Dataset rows

____

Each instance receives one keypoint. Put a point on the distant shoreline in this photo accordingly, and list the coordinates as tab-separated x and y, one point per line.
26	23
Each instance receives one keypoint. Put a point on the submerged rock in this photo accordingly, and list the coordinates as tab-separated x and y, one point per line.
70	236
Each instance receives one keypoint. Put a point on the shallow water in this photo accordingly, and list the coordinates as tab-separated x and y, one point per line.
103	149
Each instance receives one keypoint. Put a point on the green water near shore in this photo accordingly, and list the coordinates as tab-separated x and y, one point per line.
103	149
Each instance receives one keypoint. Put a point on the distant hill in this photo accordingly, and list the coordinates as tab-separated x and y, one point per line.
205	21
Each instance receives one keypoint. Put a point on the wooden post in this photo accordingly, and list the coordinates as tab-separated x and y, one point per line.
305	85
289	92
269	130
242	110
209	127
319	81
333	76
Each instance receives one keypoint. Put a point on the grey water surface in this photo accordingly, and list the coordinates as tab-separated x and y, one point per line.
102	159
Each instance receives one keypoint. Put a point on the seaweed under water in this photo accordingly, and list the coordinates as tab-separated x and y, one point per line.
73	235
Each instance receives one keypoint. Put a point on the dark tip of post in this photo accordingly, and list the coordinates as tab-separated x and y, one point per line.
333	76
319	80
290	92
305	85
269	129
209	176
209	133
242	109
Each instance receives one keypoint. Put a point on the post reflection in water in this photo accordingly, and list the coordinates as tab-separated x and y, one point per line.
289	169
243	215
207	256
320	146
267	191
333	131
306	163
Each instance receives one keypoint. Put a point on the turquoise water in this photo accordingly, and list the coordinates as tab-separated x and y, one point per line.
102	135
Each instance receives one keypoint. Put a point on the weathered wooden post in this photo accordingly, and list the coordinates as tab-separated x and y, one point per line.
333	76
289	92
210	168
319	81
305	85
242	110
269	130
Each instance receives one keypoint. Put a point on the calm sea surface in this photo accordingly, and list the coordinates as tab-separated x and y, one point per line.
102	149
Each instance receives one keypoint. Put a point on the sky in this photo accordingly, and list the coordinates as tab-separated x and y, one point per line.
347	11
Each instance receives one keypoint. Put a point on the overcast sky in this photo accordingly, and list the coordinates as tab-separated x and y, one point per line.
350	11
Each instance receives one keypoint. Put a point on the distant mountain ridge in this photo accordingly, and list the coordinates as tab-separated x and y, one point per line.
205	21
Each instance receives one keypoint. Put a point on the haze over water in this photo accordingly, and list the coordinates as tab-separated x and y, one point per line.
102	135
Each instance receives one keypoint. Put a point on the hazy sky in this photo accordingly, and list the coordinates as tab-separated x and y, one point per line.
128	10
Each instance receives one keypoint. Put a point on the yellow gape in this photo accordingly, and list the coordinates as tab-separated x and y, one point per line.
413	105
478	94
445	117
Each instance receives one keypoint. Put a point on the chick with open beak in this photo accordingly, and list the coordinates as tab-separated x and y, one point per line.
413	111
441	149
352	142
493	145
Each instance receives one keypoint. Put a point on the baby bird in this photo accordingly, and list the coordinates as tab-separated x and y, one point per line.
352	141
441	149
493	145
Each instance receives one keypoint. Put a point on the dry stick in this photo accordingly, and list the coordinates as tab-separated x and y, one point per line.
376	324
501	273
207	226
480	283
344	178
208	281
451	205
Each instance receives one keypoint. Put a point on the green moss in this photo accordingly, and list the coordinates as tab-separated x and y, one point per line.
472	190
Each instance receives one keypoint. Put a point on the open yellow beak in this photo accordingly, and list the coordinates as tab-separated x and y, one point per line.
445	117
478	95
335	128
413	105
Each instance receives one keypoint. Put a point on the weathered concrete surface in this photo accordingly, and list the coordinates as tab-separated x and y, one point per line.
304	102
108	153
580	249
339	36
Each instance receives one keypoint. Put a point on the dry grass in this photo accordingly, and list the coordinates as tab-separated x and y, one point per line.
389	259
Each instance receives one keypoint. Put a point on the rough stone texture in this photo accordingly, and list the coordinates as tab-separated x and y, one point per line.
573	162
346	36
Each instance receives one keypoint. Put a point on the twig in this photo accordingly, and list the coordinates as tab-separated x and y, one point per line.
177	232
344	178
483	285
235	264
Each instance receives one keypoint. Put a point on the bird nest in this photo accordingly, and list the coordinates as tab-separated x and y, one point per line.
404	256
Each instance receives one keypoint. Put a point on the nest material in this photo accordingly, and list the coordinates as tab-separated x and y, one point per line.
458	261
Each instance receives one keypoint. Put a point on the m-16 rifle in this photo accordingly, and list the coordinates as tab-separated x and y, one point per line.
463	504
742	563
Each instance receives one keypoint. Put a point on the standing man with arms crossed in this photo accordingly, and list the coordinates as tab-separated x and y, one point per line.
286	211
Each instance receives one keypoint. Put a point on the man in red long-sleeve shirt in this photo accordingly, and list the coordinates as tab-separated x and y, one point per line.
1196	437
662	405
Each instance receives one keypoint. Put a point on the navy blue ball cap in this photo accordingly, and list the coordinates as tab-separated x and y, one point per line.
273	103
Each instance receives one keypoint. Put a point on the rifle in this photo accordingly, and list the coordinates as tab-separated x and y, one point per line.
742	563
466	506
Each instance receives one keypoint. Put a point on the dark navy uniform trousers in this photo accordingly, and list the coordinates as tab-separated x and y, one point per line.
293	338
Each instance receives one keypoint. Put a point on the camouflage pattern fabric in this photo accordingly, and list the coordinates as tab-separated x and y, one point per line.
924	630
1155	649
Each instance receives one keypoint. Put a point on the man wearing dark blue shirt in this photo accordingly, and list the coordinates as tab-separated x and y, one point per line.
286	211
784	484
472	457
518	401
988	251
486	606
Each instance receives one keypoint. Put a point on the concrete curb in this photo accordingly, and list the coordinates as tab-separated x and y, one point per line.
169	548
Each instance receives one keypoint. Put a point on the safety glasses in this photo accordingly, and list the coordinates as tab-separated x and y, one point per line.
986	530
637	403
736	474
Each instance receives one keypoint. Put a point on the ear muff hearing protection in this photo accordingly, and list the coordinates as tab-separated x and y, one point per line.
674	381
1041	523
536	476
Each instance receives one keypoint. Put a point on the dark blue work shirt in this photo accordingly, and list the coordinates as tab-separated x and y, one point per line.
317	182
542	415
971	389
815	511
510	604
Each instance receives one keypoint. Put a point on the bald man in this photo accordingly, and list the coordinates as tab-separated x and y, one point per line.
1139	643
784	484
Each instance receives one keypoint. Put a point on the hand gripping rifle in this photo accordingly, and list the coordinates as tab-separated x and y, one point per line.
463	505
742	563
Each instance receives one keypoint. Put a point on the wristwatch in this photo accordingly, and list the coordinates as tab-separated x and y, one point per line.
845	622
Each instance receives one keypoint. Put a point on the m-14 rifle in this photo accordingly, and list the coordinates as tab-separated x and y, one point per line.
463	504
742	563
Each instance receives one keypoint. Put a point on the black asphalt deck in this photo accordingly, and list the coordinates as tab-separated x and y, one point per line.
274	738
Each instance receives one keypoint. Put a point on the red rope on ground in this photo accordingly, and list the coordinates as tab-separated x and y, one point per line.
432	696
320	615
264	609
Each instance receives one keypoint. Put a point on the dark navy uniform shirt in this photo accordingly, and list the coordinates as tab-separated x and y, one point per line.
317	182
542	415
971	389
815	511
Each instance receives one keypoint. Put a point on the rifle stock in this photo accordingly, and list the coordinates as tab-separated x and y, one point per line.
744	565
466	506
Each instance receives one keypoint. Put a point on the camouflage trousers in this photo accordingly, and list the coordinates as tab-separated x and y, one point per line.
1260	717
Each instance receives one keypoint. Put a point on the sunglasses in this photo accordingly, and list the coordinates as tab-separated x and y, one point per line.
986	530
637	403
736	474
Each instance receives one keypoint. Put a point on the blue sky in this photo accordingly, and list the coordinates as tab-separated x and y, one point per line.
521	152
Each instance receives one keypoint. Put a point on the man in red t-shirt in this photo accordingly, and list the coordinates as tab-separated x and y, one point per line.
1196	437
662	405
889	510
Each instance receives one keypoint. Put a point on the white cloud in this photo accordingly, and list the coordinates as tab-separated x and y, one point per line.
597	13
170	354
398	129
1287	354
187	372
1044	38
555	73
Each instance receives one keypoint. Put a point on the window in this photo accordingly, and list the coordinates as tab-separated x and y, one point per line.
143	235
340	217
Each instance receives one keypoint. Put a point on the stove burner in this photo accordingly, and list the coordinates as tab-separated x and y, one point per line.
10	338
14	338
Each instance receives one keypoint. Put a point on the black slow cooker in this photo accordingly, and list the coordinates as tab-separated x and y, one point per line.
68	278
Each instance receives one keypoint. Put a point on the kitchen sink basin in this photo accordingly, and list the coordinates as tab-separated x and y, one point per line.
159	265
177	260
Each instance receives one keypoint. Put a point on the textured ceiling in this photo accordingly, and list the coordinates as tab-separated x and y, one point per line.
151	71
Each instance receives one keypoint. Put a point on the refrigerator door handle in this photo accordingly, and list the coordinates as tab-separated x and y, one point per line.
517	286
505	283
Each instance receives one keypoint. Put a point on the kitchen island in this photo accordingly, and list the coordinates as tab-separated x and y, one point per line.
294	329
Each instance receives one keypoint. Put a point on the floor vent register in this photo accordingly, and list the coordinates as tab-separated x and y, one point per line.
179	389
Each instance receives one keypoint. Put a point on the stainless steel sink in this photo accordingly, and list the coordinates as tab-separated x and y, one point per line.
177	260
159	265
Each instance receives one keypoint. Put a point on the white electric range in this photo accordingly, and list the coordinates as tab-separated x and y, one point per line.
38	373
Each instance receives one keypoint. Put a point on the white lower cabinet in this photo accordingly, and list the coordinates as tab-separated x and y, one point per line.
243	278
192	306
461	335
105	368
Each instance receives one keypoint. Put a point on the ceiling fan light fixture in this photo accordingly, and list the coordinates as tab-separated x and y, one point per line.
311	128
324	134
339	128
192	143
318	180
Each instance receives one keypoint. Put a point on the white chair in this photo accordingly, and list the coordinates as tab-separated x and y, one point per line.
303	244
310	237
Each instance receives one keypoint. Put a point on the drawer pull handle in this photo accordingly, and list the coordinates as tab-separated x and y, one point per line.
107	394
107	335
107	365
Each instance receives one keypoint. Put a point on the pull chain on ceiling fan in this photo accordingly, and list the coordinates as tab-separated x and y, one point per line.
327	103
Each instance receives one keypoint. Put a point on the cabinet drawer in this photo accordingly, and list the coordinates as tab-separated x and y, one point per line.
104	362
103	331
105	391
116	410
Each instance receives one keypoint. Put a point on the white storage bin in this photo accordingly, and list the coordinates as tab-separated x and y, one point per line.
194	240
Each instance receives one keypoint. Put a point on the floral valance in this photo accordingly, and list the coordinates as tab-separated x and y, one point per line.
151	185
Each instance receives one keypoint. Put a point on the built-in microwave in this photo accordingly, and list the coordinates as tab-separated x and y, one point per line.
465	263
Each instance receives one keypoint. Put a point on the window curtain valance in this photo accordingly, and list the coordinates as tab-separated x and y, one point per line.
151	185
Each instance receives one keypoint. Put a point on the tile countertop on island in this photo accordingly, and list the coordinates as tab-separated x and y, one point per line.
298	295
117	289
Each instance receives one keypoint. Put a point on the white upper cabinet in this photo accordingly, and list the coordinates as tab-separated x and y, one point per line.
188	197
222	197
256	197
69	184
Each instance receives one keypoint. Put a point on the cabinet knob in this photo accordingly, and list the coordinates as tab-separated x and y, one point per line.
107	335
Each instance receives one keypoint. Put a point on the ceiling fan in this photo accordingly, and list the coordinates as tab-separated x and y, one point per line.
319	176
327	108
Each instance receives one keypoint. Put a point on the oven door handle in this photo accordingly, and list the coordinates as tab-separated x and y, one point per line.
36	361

____

● THE EXERCISE: Locate "the cabinet knob" in the data above. Then repeat, exactly, its line and each line after it through the last, adding nothing.

● RESULT OF THIS TASK:
Each instance receives one keypoint. Put a point on the cabinet knob in this photo accordingly, and list the coordinates as tab-separated x and y, one point per line.
107	335
Each instance receives one keypoint. Put a point on the ceiling fan in this photo accordingly, and list the coordinates as tab-separated x and y, one point per line.
319	176
327	108
Each instance receives one keypoint. Put a point on the oven door handle in this photo accordingly, and list the coordinates as tab-separated x and y, one point per line.
36	361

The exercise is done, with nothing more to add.